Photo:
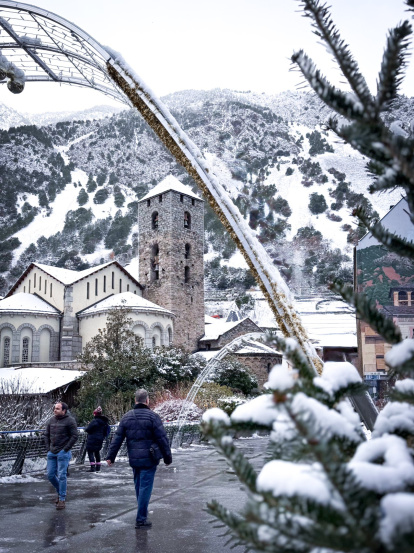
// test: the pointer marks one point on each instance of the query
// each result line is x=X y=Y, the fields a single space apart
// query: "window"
x=187 y=220
x=6 y=352
x=154 y=220
x=154 y=263
x=402 y=298
x=25 y=350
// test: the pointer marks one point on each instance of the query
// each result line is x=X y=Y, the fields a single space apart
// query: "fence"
x=24 y=451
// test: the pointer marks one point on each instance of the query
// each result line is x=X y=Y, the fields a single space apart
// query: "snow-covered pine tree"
x=324 y=487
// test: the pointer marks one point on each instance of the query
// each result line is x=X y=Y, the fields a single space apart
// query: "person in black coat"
x=147 y=443
x=98 y=429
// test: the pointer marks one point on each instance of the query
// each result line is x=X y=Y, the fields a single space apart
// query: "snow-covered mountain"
x=69 y=189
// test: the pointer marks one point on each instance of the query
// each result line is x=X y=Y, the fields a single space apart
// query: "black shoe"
x=145 y=524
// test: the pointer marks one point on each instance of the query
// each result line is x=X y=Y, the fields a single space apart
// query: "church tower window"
x=155 y=262
x=6 y=352
x=25 y=350
x=187 y=220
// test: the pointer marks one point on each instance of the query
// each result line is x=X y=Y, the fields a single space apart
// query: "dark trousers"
x=94 y=456
x=144 y=482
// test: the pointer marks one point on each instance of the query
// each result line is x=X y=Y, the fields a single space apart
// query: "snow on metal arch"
x=48 y=48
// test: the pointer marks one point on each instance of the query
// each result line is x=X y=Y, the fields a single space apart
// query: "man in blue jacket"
x=143 y=431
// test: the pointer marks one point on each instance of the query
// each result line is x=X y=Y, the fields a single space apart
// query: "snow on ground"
x=37 y=379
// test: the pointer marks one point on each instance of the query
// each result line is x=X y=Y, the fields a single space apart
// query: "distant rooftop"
x=170 y=183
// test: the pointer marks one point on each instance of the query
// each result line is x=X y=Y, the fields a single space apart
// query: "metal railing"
x=24 y=451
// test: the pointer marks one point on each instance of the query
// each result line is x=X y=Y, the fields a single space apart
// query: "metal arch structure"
x=50 y=49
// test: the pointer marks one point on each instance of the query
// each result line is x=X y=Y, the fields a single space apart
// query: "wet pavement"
x=101 y=508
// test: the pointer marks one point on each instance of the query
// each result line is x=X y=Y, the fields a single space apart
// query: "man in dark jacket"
x=143 y=431
x=60 y=435
x=98 y=429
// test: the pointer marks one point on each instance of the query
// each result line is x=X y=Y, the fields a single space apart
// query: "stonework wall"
x=260 y=365
x=173 y=276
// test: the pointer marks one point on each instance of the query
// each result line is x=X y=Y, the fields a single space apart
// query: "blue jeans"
x=144 y=482
x=57 y=466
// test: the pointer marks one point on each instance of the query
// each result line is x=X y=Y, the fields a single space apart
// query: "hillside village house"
x=389 y=280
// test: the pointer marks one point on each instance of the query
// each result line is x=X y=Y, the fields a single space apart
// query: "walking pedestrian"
x=147 y=444
x=60 y=436
x=98 y=429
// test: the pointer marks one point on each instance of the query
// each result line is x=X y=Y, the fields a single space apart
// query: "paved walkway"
x=100 y=512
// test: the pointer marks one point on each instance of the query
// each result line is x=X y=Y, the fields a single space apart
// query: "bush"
x=233 y=374
x=317 y=203
x=82 y=197
x=101 y=196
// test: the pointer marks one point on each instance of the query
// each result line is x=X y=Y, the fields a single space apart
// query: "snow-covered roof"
x=397 y=220
x=214 y=330
x=252 y=346
x=36 y=380
x=126 y=299
x=67 y=276
x=27 y=303
x=170 y=183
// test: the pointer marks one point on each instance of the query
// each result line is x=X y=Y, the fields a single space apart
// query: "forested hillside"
x=69 y=190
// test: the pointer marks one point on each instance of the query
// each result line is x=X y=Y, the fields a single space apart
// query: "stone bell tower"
x=171 y=248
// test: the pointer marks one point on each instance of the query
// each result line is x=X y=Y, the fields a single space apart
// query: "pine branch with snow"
x=323 y=486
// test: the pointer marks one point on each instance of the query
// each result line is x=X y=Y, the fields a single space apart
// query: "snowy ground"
x=100 y=512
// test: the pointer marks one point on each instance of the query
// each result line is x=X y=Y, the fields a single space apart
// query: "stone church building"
x=50 y=313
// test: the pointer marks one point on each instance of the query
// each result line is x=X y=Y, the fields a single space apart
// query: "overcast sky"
x=236 y=44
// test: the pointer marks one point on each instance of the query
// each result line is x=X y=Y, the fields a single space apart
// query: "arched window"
x=187 y=220
x=402 y=298
x=155 y=262
x=6 y=352
x=25 y=350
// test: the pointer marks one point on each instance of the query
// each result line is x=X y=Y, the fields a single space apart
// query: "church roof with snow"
x=68 y=276
x=213 y=331
x=127 y=300
x=27 y=303
x=167 y=184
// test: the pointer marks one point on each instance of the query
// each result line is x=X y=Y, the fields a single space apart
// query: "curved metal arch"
x=47 y=47
x=130 y=89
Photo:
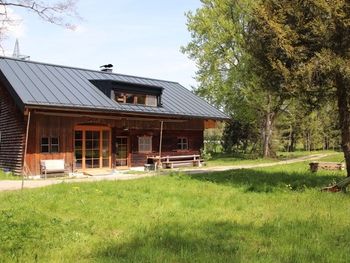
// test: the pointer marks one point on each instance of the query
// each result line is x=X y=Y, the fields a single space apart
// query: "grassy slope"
x=222 y=159
x=274 y=214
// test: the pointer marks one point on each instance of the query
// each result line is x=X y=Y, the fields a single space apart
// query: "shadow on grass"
x=267 y=181
x=225 y=241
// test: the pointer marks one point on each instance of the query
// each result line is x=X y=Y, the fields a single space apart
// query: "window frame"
x=150 y=144
x=49 y=144
x=180 y=145
x=121 y=97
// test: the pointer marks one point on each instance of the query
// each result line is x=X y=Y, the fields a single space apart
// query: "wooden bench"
x=340 y=186
x=315 y=166
x=52 y=166
x=181 y=160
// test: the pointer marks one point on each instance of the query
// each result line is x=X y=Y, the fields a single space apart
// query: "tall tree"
x=232 y=68
x=310 y=44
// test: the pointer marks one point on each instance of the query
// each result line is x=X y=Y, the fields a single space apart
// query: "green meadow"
x=275 y=214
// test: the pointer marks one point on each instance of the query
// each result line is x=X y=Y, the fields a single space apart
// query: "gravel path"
x=10 y=185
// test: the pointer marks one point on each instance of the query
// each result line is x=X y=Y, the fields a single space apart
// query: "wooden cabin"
x=94 y=119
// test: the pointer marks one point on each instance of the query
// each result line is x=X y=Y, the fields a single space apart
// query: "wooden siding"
x=12 y=128
x=63 y=127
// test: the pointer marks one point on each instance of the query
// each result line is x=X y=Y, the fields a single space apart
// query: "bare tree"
x=59 y=12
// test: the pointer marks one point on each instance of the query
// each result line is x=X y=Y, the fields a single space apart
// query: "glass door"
x=92 y=147
x=121 y=151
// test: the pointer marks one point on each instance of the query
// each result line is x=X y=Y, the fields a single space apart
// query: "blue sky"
x=138 y=37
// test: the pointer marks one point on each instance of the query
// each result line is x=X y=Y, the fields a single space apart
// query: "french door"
x=121 y=151
x=92 y=147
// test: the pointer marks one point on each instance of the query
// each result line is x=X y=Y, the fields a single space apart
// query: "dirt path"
x=10 y=185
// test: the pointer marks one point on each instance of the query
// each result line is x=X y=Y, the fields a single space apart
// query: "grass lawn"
x=275 y=214
x=227 y=159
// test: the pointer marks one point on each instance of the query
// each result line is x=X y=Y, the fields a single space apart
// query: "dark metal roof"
x=40 y=84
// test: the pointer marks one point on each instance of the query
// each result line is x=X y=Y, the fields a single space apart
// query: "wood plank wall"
x=63 y=127
x=12 y=128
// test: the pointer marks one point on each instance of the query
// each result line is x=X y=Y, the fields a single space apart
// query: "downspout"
x=25 y=150
x=160 y=144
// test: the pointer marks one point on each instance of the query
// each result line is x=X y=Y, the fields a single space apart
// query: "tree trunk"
x=343 y=94
x=267 y=133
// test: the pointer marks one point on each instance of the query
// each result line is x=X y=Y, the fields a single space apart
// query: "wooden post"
x=160 y=143
x=25 y=150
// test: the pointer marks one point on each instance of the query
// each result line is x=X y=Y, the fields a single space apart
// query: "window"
x=145 y=144
x=45 y=145
x=49 y=145
x=182 y=143
x=151 y=101
x=148 y=100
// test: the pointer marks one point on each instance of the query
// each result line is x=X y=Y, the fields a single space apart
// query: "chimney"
x=107 y=68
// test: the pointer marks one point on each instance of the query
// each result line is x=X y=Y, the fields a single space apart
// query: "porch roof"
x=41 y=84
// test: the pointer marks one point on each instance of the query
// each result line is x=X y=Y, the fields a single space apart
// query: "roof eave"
x=124 y=112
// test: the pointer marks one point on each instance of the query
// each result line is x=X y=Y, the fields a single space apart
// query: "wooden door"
x=122 y=151
x=92 y=147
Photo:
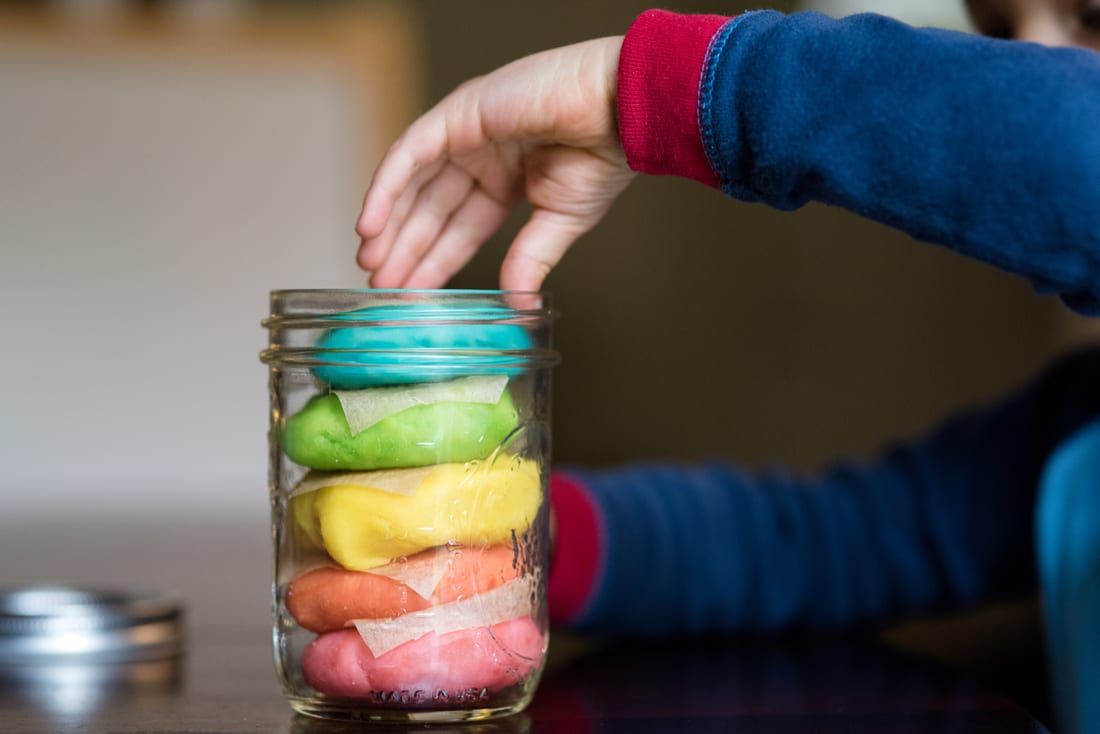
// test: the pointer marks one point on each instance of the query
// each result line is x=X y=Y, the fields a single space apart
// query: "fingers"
x=429 y=140
x=468 y=229
x=409 y=238
x=375 y=248
x=538 y=247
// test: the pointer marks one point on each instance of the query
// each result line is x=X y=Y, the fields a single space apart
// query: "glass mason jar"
x=409 y=452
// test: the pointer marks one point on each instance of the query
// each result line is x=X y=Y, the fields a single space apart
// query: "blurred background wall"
x=165 y=164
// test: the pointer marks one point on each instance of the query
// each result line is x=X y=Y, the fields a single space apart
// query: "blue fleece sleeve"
x=938 y=524
x=987 y=146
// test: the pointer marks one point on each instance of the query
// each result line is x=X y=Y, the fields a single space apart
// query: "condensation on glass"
x=409 y=447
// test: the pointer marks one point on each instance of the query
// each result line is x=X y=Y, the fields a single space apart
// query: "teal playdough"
x=439 y=433
x=400 y=344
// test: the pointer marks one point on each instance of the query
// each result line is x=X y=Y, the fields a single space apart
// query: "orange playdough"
x=328 y=599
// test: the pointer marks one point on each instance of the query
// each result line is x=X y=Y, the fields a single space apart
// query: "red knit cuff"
x=576 y=549
x=659 y=74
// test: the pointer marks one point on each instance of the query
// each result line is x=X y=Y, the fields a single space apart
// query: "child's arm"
x=943 y=523
x=540 y=129
x=986 y=146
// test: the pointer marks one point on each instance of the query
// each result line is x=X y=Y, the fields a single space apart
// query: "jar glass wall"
x=409 y=449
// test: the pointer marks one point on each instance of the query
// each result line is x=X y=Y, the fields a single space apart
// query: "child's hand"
x=540 y=129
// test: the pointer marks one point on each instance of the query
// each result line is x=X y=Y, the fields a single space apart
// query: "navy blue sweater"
x=989 y=148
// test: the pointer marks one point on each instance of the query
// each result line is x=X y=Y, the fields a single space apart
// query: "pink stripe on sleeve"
x=660 y=66
x=576 y=549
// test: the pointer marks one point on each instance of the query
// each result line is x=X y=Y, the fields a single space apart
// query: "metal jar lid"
x=52 y=623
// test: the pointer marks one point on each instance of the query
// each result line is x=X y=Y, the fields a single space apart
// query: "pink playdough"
x=432 y=668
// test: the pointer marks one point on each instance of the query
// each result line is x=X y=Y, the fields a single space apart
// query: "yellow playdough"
x=476 y=503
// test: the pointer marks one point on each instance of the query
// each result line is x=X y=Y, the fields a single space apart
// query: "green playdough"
x=440 y=433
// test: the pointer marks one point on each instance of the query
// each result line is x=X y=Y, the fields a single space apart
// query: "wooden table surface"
x=226 y=680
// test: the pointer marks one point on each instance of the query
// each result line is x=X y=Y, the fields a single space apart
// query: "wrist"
x=662 y=58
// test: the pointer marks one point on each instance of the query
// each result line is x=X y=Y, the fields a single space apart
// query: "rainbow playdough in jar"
x=408 y=481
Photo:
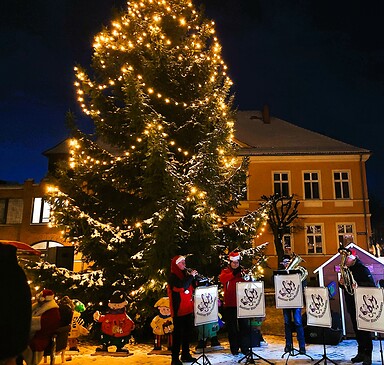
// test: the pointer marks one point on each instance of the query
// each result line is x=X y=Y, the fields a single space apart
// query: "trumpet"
x=200 y=278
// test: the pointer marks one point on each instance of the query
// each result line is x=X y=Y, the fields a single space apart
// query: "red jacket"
x=180 y=291
x=116 y=324
x=229 y=281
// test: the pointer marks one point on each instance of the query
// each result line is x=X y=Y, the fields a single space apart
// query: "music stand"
x=206 y=311
x=324 y=357
x=203 y=356
x=292 y=351
x=250 y=355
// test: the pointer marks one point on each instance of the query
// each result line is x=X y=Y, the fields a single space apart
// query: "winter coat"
x=116 y=323
x=363 y=277
x=229 y=280
x=180 y=291
x=45 y=321
x=15 y=304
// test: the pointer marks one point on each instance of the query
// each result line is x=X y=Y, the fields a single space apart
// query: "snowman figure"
x=162 y=324
x=116 y=326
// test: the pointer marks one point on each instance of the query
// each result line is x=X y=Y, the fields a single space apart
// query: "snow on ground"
x=273 y=353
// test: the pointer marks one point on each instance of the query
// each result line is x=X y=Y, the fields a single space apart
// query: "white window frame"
x=311 y=181
x=13 y=211
x=340 y=181
x=314 y=235
x=40 y=211
x=281 y=181
x=353 y=233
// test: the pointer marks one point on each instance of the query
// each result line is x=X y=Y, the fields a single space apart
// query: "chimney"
x=266 y=116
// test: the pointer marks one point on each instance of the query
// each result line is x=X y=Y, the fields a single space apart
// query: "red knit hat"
x=234 y=256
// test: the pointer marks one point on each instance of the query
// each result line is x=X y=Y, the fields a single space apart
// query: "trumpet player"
x=228 y=277
x=363 y=277
x=288 y=313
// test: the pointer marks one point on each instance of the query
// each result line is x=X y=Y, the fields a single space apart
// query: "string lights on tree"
x=159 y=174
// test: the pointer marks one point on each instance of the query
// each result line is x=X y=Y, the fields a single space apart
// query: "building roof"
x=260 y=136
x=351 y=246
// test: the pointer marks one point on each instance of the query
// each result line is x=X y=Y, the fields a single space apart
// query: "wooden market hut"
x=329 y=272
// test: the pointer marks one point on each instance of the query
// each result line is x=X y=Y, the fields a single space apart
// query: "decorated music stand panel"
x=206 y=305
x=250 y=299
x=288 y=291
x=318 y=307
x=370 y=309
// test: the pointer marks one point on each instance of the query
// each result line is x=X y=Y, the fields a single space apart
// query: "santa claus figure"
x=45 y=321
x=116 y=326
x=77 y=326
x=162 y=324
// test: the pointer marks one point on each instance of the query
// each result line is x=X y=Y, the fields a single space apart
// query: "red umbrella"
x=21 y=246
────
Collect every line above that contains the word "glass" and copy each one in its original order.

// query: "glass door"
// query: "glass mason jar"
// query: "condensation on glass"
// query: "jar glass wall"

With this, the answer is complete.